OEFENOPDRACHT: Zet het deel van het overzicht vanaf de allereerste regel tot en met de regel die "column 418, row 293" bevat om in een JSON-lijst van strings, met één string per regel en zonder lege regels.
=== INVOERGEGEVENS ===
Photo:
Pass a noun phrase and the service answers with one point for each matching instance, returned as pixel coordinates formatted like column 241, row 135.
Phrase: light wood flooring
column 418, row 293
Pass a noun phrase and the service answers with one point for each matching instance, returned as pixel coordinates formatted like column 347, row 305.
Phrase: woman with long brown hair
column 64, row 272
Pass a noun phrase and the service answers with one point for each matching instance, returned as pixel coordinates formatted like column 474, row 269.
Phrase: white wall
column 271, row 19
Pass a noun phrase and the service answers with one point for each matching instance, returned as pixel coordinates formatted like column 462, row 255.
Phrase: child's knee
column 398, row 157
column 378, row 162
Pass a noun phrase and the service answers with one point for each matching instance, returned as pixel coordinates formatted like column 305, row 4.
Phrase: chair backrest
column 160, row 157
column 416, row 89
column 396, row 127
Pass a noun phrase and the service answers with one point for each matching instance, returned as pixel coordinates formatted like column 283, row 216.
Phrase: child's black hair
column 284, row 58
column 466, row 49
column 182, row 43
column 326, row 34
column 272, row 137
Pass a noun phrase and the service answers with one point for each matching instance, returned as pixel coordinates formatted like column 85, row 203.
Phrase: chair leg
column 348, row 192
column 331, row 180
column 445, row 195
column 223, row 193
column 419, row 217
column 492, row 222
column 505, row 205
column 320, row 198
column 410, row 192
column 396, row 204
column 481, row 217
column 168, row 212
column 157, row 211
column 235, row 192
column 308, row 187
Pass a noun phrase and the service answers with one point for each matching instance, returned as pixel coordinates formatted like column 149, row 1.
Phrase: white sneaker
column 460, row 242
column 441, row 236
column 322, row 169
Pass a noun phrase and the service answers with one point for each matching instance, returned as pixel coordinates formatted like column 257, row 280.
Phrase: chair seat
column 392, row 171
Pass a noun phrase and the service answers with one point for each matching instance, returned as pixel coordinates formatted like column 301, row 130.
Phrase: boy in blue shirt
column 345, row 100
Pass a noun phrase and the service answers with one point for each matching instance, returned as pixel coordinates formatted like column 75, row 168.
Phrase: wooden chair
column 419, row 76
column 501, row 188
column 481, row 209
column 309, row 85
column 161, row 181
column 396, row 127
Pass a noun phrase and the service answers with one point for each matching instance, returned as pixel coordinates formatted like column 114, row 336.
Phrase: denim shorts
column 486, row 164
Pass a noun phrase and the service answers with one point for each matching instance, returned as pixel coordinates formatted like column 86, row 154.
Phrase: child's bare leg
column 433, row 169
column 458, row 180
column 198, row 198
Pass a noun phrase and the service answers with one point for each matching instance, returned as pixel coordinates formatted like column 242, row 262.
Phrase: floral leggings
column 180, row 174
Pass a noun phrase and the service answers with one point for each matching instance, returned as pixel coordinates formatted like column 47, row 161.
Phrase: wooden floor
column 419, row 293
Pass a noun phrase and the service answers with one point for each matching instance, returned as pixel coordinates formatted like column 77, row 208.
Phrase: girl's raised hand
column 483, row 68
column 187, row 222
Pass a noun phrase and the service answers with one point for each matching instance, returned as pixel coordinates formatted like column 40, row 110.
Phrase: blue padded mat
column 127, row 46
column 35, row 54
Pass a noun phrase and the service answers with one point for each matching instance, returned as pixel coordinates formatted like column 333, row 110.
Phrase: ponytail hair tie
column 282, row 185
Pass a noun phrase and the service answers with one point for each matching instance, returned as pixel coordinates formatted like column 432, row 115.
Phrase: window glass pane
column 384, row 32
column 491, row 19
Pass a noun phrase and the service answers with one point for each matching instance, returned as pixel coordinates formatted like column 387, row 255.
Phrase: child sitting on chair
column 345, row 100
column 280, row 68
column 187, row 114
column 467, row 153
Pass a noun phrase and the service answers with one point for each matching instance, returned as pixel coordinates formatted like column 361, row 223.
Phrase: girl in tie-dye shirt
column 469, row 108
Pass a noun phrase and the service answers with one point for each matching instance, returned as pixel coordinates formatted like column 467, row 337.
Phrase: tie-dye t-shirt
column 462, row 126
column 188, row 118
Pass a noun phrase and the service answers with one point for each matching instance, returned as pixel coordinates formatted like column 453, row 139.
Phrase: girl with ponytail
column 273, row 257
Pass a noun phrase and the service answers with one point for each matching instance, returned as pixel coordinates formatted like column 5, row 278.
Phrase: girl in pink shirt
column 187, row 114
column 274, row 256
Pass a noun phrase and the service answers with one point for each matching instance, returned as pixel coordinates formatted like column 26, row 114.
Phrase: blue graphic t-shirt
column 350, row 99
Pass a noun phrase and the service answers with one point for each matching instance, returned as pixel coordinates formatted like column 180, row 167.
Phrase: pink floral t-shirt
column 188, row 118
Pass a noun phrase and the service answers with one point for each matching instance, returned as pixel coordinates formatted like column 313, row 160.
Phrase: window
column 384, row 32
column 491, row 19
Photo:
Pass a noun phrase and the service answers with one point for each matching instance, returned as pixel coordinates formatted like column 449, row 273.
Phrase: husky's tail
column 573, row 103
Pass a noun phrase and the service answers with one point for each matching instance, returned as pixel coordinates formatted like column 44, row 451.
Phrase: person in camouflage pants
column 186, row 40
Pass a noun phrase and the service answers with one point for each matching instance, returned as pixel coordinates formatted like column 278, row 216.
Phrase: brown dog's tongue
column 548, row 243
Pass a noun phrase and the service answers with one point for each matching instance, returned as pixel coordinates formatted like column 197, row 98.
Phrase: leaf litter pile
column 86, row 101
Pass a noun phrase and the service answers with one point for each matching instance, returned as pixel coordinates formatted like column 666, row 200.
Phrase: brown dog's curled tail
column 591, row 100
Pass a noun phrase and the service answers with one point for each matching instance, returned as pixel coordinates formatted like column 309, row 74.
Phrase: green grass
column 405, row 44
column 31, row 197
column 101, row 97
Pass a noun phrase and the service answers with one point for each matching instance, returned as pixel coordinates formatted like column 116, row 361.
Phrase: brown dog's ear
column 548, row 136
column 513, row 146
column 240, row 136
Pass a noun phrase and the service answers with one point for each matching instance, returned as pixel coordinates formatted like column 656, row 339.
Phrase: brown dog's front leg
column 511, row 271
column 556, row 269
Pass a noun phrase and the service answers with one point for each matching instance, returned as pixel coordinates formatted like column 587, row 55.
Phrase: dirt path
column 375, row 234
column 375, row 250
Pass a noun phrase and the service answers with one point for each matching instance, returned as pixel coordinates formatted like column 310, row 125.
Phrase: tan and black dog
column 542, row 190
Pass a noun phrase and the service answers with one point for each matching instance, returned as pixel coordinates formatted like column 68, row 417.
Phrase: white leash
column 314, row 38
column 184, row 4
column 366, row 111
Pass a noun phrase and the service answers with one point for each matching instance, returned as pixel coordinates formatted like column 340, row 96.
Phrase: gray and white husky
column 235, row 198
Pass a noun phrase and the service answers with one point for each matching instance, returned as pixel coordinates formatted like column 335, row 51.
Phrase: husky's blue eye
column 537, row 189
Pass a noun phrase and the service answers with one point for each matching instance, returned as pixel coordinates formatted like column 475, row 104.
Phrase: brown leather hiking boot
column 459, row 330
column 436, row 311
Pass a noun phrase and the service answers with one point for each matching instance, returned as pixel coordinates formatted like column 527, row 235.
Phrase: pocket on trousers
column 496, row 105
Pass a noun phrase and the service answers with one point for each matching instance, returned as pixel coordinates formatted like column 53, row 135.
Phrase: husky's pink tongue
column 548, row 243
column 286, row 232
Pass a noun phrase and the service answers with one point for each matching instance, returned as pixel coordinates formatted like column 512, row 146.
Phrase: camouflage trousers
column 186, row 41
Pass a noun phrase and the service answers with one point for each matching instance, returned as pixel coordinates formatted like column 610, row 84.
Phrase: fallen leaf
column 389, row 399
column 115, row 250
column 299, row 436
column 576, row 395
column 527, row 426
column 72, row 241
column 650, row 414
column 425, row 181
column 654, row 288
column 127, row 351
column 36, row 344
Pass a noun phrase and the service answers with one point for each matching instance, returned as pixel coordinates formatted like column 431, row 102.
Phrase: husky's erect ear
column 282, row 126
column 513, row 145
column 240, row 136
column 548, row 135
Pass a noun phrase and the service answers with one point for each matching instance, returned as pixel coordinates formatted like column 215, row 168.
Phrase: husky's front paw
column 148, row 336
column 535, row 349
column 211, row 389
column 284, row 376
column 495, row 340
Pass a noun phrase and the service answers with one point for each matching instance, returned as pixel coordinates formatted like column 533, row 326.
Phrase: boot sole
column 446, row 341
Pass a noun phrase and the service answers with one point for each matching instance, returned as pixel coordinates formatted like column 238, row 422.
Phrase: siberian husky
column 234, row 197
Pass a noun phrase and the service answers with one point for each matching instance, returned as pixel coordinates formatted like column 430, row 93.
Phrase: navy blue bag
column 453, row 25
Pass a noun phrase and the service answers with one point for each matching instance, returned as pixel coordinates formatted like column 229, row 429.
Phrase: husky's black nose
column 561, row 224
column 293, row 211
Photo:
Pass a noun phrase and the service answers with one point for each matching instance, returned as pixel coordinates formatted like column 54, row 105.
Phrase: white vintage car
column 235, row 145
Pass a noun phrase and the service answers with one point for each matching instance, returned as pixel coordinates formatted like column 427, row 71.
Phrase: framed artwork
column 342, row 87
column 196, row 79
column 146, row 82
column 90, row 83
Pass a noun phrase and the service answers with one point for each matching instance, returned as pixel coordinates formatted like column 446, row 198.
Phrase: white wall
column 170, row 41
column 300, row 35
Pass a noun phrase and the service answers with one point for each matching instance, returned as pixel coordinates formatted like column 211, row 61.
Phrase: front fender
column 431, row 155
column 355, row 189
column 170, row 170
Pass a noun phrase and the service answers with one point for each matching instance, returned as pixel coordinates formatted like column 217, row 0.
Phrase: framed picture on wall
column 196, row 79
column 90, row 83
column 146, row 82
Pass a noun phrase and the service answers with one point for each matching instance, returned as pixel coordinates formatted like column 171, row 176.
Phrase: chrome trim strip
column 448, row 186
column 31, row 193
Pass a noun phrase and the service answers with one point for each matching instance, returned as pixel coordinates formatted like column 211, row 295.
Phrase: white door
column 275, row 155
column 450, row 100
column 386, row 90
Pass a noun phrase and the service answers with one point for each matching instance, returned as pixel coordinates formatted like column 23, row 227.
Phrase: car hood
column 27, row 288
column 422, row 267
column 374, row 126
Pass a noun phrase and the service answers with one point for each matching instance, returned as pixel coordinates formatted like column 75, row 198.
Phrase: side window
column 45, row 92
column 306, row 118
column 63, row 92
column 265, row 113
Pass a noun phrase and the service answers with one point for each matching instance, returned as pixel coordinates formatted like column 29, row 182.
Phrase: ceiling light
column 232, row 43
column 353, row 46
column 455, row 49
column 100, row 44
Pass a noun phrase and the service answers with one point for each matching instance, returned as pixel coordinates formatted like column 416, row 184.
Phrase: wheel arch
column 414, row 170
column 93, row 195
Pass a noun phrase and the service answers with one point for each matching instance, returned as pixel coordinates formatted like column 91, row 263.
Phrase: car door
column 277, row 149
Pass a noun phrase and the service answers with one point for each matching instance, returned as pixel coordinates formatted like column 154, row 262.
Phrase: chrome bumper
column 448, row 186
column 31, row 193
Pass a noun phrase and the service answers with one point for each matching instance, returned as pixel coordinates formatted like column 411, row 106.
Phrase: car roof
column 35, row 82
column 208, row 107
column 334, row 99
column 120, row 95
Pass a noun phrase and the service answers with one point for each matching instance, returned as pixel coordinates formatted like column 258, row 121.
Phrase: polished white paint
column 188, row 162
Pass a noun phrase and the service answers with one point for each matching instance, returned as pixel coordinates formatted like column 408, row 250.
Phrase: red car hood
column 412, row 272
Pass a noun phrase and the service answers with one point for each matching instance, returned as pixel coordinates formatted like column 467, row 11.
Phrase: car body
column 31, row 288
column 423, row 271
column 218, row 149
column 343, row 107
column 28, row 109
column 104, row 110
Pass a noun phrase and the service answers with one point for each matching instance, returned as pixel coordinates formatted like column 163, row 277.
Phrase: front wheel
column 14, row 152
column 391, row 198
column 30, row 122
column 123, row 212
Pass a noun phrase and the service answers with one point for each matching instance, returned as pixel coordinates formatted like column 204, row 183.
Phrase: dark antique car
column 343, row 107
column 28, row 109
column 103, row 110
===
UITGESCHREVEN ANTWOORD:
[
  "Photo:",
  "Pass a noun phrase and the service answers with one point for each matching instance, returned as pixel coordinates formatted like column 241, row 135.",
  "Phrase: light wood flooring",
  "column 418, row 293"
]